— RECORDS SUPPLIED —

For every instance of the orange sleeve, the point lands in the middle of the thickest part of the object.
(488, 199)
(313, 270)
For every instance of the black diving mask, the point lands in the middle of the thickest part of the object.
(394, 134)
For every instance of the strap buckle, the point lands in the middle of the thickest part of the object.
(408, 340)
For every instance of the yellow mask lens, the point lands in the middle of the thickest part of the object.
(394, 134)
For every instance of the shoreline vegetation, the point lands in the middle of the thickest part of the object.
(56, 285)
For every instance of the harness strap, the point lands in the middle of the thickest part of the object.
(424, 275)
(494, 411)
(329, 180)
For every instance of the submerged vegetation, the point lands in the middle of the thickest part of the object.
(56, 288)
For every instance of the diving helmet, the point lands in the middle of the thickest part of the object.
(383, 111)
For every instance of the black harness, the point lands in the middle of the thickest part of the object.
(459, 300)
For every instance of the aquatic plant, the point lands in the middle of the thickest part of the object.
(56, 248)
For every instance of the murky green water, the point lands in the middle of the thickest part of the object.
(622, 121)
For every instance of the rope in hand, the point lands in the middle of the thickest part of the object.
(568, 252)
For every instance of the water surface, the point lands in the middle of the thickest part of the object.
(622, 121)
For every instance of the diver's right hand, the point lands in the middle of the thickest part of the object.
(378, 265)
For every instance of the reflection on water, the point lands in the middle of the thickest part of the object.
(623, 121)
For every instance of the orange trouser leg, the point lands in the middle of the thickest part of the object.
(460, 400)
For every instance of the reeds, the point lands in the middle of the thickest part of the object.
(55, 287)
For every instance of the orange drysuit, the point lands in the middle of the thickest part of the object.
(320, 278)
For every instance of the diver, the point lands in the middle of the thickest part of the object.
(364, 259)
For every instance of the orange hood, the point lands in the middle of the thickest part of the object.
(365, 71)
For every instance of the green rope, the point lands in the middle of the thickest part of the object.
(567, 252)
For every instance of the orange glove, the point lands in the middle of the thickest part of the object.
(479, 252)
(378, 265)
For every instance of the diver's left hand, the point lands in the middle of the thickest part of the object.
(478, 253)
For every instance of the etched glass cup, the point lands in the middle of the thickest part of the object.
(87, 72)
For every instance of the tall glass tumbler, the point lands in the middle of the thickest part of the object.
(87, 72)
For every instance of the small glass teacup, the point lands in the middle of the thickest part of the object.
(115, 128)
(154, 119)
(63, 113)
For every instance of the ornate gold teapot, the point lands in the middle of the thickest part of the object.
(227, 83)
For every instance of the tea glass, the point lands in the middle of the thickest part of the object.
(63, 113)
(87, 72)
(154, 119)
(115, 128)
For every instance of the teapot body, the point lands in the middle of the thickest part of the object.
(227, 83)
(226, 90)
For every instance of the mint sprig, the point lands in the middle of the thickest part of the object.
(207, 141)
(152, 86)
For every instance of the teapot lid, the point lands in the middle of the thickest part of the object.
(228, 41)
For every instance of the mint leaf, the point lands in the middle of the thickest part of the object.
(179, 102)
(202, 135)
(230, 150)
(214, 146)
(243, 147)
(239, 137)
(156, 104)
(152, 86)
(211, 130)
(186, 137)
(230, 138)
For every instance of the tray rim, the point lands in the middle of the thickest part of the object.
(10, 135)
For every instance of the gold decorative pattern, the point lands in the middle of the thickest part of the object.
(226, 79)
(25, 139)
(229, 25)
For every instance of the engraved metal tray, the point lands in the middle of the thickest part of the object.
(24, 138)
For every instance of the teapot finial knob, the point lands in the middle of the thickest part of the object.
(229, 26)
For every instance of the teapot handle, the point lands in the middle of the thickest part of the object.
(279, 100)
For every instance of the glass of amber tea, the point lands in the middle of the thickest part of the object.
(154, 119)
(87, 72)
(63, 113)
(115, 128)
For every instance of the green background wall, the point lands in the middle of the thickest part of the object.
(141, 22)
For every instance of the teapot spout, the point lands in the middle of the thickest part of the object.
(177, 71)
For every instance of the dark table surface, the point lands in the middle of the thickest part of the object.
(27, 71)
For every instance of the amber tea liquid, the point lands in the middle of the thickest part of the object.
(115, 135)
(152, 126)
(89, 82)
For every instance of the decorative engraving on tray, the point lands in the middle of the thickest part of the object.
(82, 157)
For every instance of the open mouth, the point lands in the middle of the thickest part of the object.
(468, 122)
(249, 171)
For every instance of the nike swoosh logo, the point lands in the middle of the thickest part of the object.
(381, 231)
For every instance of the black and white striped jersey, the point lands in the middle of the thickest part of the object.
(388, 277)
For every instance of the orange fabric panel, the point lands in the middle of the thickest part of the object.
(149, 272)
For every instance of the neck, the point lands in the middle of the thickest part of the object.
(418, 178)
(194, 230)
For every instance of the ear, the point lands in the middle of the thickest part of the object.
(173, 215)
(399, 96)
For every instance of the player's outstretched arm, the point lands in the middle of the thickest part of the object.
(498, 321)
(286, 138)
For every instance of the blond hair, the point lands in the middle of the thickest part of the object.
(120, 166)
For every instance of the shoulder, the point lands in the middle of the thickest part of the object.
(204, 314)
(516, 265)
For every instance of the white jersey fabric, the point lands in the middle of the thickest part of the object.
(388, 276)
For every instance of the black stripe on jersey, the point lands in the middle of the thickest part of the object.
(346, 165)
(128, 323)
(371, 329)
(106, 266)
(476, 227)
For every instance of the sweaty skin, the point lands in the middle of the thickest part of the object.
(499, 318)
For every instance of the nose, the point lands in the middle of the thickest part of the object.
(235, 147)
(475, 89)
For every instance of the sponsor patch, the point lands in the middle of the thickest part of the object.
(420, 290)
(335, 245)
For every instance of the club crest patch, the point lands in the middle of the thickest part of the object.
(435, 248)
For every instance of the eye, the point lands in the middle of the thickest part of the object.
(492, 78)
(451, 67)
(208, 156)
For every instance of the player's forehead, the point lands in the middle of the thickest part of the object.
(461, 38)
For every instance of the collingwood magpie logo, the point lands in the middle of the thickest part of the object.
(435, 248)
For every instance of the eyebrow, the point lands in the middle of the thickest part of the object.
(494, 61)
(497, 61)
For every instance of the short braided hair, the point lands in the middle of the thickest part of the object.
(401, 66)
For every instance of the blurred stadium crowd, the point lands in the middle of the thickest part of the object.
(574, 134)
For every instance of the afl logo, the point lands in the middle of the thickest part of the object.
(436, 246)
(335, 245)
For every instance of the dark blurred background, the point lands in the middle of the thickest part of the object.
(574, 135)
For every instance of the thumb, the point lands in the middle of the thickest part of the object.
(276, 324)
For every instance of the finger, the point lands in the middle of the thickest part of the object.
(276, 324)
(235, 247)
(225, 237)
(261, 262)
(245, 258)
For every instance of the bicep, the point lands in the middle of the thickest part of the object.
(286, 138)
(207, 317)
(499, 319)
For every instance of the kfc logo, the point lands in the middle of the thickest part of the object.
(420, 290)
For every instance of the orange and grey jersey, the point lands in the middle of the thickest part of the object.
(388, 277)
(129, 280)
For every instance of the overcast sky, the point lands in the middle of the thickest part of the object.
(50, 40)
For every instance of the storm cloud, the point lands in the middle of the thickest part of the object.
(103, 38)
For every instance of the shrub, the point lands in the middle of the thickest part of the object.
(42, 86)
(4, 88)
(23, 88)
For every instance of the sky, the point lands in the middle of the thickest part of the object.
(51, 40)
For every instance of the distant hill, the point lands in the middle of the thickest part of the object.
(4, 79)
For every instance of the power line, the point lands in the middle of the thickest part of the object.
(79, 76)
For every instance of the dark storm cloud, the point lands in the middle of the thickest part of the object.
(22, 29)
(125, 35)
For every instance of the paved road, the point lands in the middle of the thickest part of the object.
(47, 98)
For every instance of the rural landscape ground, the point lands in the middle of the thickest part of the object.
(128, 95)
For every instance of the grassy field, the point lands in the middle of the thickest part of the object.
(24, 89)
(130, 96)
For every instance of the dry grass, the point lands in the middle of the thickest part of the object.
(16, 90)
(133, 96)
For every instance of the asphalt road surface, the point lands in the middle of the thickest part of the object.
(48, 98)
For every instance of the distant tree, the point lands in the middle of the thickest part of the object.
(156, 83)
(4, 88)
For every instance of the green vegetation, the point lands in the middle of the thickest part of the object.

— DIRECTION —
Begin at the line that contains "For every instance of the distant tree, the" and stop at the end of the items. Write those lines out again, requests included, and multiply every coordinate in the answers by 1.85, rounding to whole numbers with halves going up.

— COMPLETE ANSWER —
For every instance of the distant tree, the point lands in the middle of the thickest part of the object.
(289, 154)
(7, 163)
For every instance of the green vegetation, the point lands in the middle of the thickest part of the object.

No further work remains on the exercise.